Standing in line at airport when flight is cancelled.


Research and White Paper

Date: March 31, 2025


Among the truths we hold to be self evident, does everyone being equal have to

pertain to stranded travelers? I’m pretty sure Benjamin Franklin and Thomas Jefferson

weren’t thinking about travel disruptions when they drafted the self evident truths into

what is now the United States Declaration of Independence. I’m even more certain

that centuries earlier the biblical scholars weren’t thinking about travel as they scribed

similar views but in terms of everyone being equal in the eyes with their chosen Gods.

Perhaps that’s why it would be hard to find anything more equalizing than how life

plays out during a travel disruption caused by an Act of God (AOG). But is it really

necessary that everyone be subjected to equal treatment when travel plans blow up?

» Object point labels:

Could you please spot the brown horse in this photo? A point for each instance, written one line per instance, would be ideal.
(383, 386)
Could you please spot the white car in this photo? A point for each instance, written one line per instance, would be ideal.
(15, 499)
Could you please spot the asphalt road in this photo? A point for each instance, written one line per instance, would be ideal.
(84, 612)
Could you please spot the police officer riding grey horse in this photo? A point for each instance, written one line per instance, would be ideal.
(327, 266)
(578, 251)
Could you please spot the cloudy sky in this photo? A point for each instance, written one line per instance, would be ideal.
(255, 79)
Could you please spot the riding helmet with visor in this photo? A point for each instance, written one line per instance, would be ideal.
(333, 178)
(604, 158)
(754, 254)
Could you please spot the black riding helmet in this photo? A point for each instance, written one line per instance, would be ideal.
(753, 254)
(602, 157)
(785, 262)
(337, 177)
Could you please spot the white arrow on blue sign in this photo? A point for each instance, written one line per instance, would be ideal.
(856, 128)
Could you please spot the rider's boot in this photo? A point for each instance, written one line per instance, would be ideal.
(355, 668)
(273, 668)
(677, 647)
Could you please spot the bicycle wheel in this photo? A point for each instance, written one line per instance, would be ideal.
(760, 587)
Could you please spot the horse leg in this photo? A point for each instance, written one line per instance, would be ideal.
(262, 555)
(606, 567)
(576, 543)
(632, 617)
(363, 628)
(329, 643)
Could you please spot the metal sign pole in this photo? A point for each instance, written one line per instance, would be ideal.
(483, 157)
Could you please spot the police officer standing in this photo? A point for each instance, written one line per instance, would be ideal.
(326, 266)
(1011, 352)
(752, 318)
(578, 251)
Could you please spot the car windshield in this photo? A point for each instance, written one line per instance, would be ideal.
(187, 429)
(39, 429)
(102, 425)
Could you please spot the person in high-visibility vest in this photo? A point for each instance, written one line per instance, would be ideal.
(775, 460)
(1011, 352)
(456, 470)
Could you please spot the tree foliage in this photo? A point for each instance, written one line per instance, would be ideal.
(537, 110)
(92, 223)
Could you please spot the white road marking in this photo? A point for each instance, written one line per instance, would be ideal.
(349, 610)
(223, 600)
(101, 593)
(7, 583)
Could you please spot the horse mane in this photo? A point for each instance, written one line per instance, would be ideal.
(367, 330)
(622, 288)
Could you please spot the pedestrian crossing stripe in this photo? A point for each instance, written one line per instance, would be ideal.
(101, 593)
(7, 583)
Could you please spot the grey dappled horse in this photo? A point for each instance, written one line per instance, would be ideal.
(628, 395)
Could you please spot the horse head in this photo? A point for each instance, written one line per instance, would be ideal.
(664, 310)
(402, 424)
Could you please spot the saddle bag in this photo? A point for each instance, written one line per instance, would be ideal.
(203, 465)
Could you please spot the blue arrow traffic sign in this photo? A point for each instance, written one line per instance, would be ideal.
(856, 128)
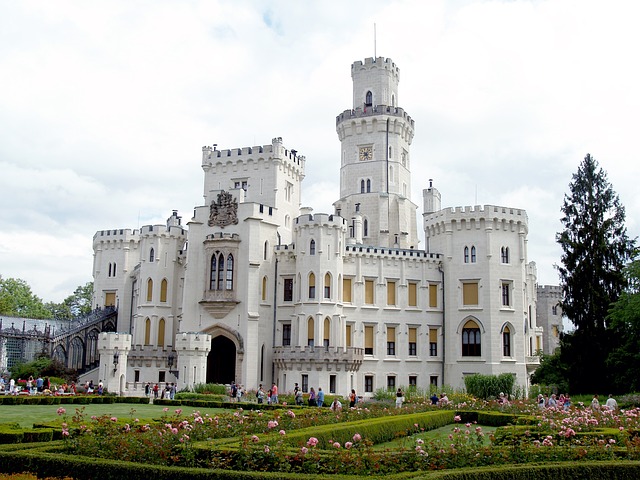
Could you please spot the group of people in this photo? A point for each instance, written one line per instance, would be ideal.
(166, 393)
(270, 395)
(610, 404)
(441, 400)
(561, 401)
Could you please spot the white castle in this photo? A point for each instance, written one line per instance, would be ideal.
(256, 289)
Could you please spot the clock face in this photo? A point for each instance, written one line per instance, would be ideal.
(366, 153)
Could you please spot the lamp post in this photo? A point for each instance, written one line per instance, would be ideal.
(171, 359)
(116, 358)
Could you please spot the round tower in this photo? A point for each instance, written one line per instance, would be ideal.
(375, 173)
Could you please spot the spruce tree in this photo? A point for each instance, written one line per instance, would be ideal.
(595, 249)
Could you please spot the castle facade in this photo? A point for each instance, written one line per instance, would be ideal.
(257, 289)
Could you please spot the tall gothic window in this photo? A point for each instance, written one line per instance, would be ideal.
(229, 285)
(471, 346)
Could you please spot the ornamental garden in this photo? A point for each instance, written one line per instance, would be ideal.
(465, 439)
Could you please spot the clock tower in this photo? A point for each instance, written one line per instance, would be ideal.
(375, 171)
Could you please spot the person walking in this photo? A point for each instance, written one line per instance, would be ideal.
(352, 398)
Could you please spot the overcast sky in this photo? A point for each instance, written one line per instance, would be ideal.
(105, 106)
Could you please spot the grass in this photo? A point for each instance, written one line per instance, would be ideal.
(27, 415)
(438, 434)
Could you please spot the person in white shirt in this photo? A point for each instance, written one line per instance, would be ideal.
(611, 403)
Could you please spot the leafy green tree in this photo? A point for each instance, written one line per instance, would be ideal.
(624, 323)
(17, 300)
(595, 249)
(79, 303)
(552, 372)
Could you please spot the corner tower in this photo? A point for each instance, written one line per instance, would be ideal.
(375, 172)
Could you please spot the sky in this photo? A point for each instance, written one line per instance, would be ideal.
(105, 107)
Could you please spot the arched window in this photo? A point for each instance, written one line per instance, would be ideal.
(471, 346)
(214, 272)
(310, 328)
(229, 285)
(312, 286)
(147, 331)
(327, 332)
(161, 325)
(163, 290)
(77, 350)
(264, 288)
(506, 341)
(368, 99)
(327, 285)
(220, 284)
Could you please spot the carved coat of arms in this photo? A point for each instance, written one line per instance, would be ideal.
(223, 211)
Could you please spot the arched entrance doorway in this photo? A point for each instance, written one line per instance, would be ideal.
(221, 362)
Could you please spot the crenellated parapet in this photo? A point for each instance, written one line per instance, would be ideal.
(378, 62)
(475, 217)
(364, 113)
(212, 156)
(392, 253)
(320, 220)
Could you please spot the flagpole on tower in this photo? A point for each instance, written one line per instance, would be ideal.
(374, 41)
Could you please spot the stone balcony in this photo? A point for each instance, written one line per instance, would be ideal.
(218, 303)
(320, 358)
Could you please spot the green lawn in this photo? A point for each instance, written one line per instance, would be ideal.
(27, 415)
(439, 434)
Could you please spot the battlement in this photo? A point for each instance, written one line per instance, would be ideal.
(275, 150)
(373, 111)
(321, 219)
(391, 252)
(223, 235)
(378, 62)
(549, 291)
(477, 213)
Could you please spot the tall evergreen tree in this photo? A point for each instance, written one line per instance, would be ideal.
(595, 249)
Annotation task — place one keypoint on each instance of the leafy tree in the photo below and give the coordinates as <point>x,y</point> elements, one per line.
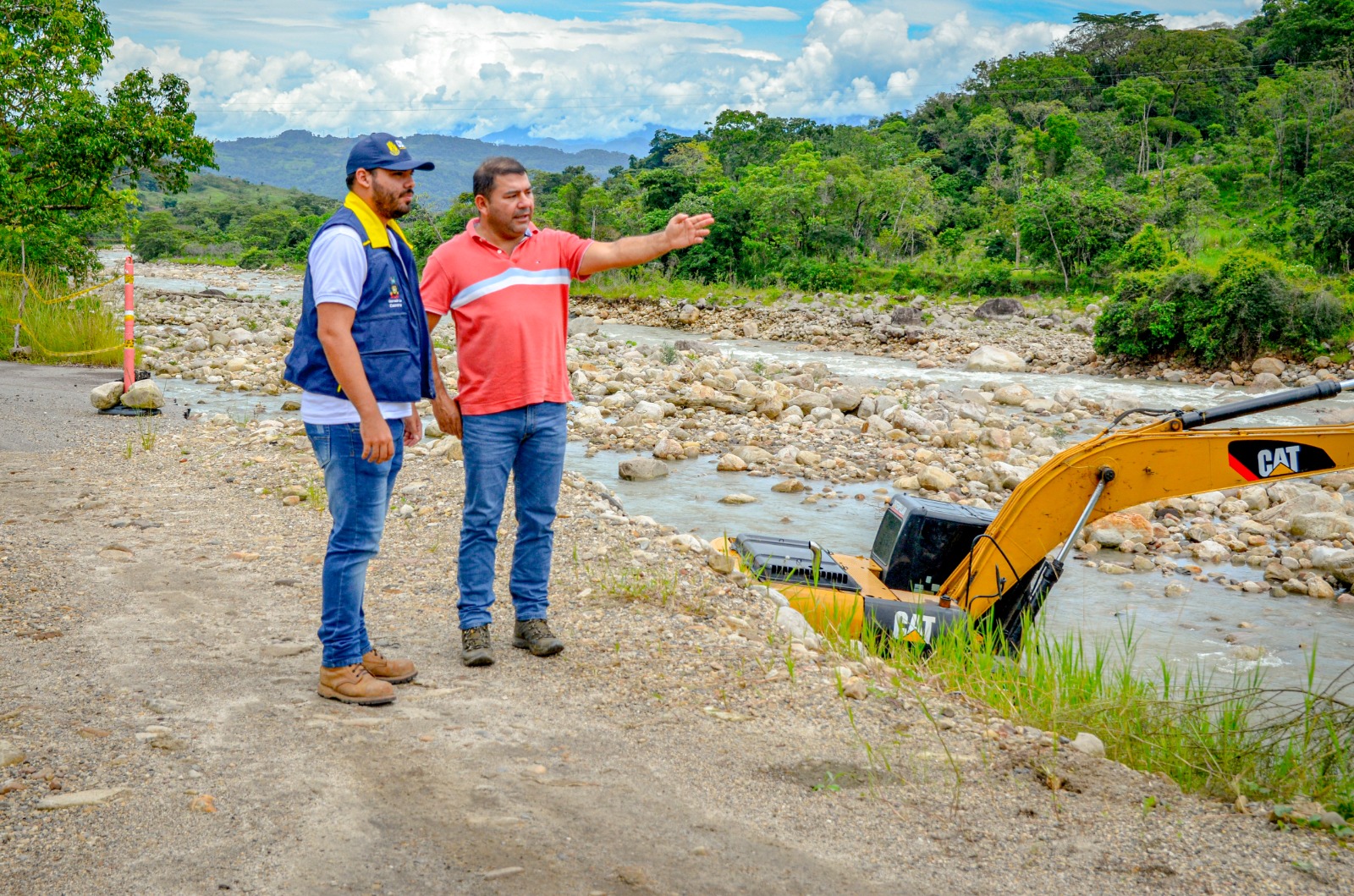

» Prompt: In the white paper on travel disruptions, what does the abbreviation AOG stand for?

» Exercise solution: Act of God